══ DOCUMENT SOURCE
Article 2 : L’arrêt du 13 mai 2014 de la cour administrative d’appel de Paris et le jugement du 26 février 2013 sont annulés en tant qu’ils ont rejeté la demande, présentée par la société PIH France, tendant à la décharge des cotisations supplémentaires d’impôt sur les sociétés et de contribution additionnelle au titre de l’exercice clos en 2007 correspondant à la réintégration, dans ses bases imposables, des honoraires d’un montant de 450 000 euros facturés par la société PIH BV à la SARL Foncière le Charlebourg.
════
## [CONSIGNE]
Rédigez la suite de la décision ci-dessus concernant la société PIH France, en reprenant après son article 2. Le matériel qui suit provient d'une autre source.
══ MATÉRIEL EXTRAIT
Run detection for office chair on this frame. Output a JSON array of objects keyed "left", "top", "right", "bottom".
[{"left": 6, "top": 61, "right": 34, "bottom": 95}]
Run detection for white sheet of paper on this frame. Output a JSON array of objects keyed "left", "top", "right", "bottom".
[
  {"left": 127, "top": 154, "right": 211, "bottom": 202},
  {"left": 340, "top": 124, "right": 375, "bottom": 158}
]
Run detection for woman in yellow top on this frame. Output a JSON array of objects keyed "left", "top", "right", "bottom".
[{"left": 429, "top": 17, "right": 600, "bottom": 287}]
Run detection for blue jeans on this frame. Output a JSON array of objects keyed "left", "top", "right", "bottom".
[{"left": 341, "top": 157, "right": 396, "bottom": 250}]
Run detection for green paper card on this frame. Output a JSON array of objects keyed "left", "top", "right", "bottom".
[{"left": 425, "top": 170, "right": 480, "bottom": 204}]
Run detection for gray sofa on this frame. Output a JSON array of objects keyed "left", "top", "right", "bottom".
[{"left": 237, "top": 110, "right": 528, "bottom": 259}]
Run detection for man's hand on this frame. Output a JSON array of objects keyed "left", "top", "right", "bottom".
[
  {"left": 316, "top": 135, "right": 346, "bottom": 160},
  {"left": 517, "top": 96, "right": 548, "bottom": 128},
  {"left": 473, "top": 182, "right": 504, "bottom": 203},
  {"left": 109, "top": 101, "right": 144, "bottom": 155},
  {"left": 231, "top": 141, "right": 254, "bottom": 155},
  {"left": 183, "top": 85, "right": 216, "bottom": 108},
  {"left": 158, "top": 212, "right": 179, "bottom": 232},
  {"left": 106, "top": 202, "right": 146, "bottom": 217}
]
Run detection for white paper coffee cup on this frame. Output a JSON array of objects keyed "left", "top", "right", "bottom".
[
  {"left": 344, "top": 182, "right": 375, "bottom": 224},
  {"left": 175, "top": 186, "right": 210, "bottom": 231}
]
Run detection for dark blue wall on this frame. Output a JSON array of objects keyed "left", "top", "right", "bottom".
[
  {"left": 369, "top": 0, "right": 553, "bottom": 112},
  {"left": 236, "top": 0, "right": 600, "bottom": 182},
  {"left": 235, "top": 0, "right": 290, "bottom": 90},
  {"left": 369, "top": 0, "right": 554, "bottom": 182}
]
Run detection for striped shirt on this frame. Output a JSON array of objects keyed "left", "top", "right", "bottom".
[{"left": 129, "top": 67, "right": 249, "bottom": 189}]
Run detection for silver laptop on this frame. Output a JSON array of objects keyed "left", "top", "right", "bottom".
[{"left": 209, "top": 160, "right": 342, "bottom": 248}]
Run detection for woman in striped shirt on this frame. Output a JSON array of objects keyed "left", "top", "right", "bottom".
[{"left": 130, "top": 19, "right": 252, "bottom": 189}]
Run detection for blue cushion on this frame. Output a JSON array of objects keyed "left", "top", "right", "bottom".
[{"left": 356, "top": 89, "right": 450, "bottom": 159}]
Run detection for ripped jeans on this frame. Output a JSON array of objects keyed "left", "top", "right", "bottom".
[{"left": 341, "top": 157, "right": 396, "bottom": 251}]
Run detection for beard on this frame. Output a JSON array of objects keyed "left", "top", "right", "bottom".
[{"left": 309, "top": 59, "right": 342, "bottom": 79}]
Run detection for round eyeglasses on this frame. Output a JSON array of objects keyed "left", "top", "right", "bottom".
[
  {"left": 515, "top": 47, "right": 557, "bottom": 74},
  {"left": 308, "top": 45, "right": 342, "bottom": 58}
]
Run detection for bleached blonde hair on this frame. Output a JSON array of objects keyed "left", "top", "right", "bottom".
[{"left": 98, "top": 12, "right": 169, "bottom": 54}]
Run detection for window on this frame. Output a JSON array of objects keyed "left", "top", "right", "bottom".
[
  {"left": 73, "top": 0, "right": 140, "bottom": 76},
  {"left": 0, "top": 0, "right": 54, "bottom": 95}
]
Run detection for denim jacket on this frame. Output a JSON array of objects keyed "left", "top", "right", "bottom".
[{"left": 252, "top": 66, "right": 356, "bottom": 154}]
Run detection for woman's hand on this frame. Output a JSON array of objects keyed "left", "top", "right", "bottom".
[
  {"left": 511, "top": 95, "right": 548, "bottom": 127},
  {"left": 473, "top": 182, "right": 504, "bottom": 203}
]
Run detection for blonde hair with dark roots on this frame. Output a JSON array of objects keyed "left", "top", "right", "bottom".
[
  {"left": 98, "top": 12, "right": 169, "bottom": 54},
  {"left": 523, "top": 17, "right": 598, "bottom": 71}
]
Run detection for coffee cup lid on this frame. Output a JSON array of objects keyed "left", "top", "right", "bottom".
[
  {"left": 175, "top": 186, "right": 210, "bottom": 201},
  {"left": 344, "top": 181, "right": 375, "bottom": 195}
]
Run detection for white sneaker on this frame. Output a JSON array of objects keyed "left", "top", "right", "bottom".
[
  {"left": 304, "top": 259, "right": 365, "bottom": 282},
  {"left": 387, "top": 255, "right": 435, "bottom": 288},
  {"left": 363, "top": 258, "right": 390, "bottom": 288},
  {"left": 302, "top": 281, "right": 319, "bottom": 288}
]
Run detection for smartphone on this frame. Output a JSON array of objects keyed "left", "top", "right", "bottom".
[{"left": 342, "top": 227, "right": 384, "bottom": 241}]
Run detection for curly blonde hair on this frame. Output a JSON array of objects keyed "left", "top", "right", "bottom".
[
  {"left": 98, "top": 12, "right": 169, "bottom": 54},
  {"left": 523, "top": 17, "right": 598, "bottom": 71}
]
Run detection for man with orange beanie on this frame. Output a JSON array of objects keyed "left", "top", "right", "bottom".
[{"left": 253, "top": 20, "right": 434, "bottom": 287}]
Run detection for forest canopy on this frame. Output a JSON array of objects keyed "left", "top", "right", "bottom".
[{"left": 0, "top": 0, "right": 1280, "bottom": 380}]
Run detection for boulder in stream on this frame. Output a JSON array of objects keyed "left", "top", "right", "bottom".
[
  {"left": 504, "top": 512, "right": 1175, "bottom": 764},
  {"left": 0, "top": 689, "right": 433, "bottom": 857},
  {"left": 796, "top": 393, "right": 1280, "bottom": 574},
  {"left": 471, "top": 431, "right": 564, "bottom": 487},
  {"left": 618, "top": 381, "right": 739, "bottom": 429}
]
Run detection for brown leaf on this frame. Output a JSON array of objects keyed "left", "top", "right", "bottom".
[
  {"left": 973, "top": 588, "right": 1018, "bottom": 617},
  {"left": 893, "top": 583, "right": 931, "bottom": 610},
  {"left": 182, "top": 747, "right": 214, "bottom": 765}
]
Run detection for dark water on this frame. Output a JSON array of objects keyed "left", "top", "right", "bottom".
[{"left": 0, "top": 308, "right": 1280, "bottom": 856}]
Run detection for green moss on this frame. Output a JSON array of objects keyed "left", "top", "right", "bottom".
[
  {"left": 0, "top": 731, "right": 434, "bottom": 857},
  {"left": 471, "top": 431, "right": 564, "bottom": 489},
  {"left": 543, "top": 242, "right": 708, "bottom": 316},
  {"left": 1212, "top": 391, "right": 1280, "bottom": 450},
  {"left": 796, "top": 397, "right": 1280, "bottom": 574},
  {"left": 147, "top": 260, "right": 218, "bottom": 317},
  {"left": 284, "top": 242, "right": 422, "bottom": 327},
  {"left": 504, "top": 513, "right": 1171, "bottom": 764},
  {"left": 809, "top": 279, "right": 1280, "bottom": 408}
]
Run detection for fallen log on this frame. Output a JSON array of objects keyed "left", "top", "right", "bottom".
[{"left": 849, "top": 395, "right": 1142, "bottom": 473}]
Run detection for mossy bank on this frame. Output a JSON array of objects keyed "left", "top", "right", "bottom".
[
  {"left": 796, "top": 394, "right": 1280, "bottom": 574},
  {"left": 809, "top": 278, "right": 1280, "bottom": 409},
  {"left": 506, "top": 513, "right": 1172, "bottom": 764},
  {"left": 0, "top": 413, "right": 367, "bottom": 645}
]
════
## [RÉPONSE]
Article 3 : La société PIH est déchargée des cotisations supplémentaires d’impôt sur les sociétés et de contribution additionnelle mises à sa charge au titre de l’exercice clos en 2007 et correspondant à la réintégration, dans ses bases imposables, des honoraires d’un montant de 450 000 euros facturés par la société PIH BV à la SARL Foncière le Charlebourg.
Article 4 : L’Etat versera à la société PIH France la somme de 5 000 euros au titre de l’article L. 761-1 du code de justice administrative.
Article 5 : La présente décision sera notifiée à la société Property Investment Holding France et au ministre de l’économie et des finances.